**** ФРАГМЕНТ ДОКУМЕНТА ****

К концу 60-х годов жизнь поэта с внешней точки зрения более или менее наладилась. Он обрел относительно широкую известность и прочное признание. Многие московские поэты и критики писали и говорили о высоте и истинной народности его творческого дара.
   Не менее важную роль сыграли в судьбе Николая Рубцова его вологодские собратья по литературе. В этом выразился извечный пафос землячества, столь естественный в огромной и многообразной России. Уже в Москве Николая окружил вниманием и заботой вологжанин Александр Яшин, по-отечески опекавший его до самой своей смерти. Дружественно встретили его вологодские уроженцы, известные московские критики Валерий Дементьев и Феликс Кузнецов. Наконец, его ждала сама Вологда.
   Здесь жили и работали выдающиеся прозаики Виктор Астафьев и Василий Белов, поэты Виктор Коротаев и Александр Романов и большая группа более молодых писателей. Николай Рубцов, естественно, стал негласным предводителем вологодского поэтического цеха. Он оказался среди верных друзей и чутких соратников по литературе. Он обрел здесь наконец постоянное пристанище и заработок. Вологда с ее улицами, домами, храмами, рекой, деревьями вошла как родной и любимый город в последние стихи Николая Рубцова.
   Но силы его были подорваны. Он выразил это в интонационно спокойных и оттого еще более трагических стихах:
 
Мы сваливать
не вправе
Вину свою на жизнь.
Кто едет,
тот и правит,
Поехал – так держись.
 
 
Я повода оставил.
Смотрю другим вослед.
Сам ехал бы
и правил,
Да мне дороги нет…
 
   Незадолго до смерти поэт точно предсказал ее (есть такая загадочная способность у немногих истинных поэтов, остро чувствующих ритм своего бытия) в неотвратимых строках:
 
Я умру в крещенские морозы,
Я умру, когда трещат березы…
 
   В морозную крещенскую ночь, 19 января 1971 года, Николай Рубцов во время тяжкой ссоры был убит женщиной, которую собирался назвать женой. Ему только что исполнилось тридцать пять лет.
 
   Весной 1971 года Виктор Астафьев писал:
   «В день сороковин мы, друзья и земляки поэта, собрались на кладбище. Под дощатой пирамидкой глубоко и тихо спал поэт, который так пронзительно умел любить свою землю и высоко петь о ней, а вот своей жизнью совсем не дорожил.
   Кладбище, где он лежит, новое – здесь еще недавно был пустырь, нет здесь зелени, и деревья еще не выросли, на крестах сидят нахохленные вороны.

**** ИЗВЛЕЧЁННЫЕ ДАННЫЕ ****

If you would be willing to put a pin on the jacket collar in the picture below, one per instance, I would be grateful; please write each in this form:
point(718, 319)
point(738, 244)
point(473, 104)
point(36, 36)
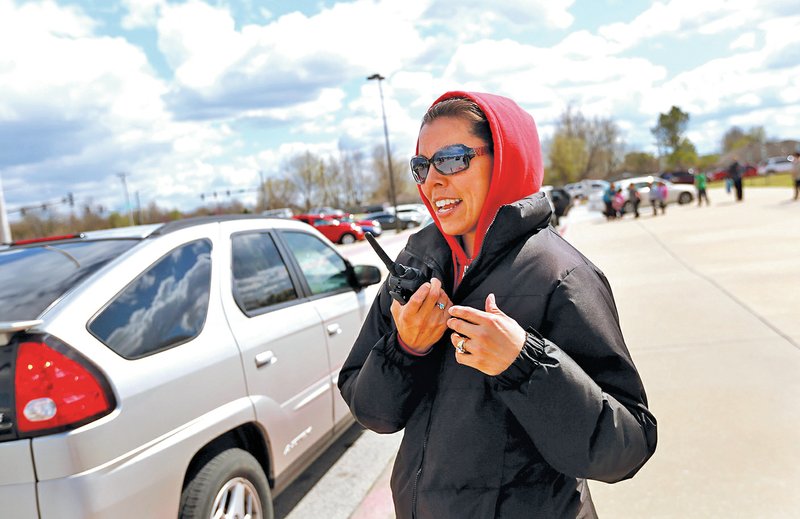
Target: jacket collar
point(513, 222)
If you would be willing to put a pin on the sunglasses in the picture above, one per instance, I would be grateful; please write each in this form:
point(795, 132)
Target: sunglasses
point(447, 161)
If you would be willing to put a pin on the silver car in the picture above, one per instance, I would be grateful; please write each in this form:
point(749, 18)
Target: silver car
point(179, 370)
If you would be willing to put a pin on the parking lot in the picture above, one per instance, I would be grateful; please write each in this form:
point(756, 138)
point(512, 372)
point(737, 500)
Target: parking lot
point(708, 303)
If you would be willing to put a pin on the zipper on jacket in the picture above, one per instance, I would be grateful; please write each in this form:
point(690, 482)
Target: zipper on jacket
point(418, 475)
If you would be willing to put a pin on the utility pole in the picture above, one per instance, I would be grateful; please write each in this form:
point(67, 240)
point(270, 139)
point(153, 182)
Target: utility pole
point(263, 189)
point(5, 228)
point(388, 152)
point(122, 176)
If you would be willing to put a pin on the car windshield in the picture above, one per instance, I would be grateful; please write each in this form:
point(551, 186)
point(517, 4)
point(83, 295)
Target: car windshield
point(32, 278)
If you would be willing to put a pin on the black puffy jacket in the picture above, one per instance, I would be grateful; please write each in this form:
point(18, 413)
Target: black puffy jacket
point(519, 445)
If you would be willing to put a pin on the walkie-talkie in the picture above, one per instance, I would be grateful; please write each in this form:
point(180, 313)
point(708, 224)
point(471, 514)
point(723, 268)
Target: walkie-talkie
point(403, 281)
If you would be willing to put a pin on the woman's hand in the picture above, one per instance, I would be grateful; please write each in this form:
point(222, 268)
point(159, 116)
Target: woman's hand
point(491, 339)
point(423, 320)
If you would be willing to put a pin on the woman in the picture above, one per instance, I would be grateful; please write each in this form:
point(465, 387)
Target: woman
point(508, 370)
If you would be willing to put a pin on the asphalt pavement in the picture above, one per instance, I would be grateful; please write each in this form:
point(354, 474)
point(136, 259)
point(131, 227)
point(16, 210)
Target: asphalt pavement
point(708, 299)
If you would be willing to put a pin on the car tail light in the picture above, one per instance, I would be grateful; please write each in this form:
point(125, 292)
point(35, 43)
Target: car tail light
point(57, 390)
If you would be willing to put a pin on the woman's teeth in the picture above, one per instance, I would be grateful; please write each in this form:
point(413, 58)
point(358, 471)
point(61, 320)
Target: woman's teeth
point(446, 203)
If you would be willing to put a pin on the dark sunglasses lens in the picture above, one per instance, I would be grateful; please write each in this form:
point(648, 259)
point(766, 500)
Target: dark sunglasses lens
point(419, 169)
point(451, 163)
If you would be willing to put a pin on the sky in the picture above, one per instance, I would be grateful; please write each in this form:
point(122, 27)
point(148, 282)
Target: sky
point(186, 98)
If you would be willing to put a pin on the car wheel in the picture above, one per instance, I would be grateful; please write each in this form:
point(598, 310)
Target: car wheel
point(231, 484)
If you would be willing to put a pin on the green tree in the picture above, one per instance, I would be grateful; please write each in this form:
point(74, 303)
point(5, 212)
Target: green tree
point(404, 187)
point(684, 156)
point(583, 147)
point(568, 158)
point(669, 134)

****

### ЗАДАНИЕ A
Какого числа, месяца и года погиб Николай Рубцов, согласно тексту о нём?
### ЗАДАНИЕ B
Выпишите без изменений фрагмент текста о Николае Рубцове, начиная со слов «Здесь жили и» и заканчивая словами «Смотрю другим вослед.».

### ИТОГОВЫЙ РЕЗУЛЬТАТ A
19 января 1971 года.

### ИТОГОВЫЙ РЕЗУЛЬТАТ B
Здесь жили и работали выдающиеся прозаики Виктор Астафьев и Василий Белов, поэты Виктор Коротаев и Александр Романов и большая группа более молодых писателей. Николай Рубцов, естественно, стал негласным предводителем вологодского поэтического цеха. Он оказался среди верных друзей и чутких соратников по литературе. Он обрел здесь наконец постоянное пристанище и заработок. Вологда с ее улицами, домами, храмами, рекой, деревьями вошла как родной и любимый город в последние стихи Николая Рубцова.
   Но силы его были подорваны. Он выразил это в интонационно спокойных и оттого еще более трагических стихах:
 
Мы сваливать
не вправе
Вину свою на жизнь.
Кто едет,
тот и правит,
Поехал – так держись.
 
 
Я повода оставил.
Смотрю другим вослед.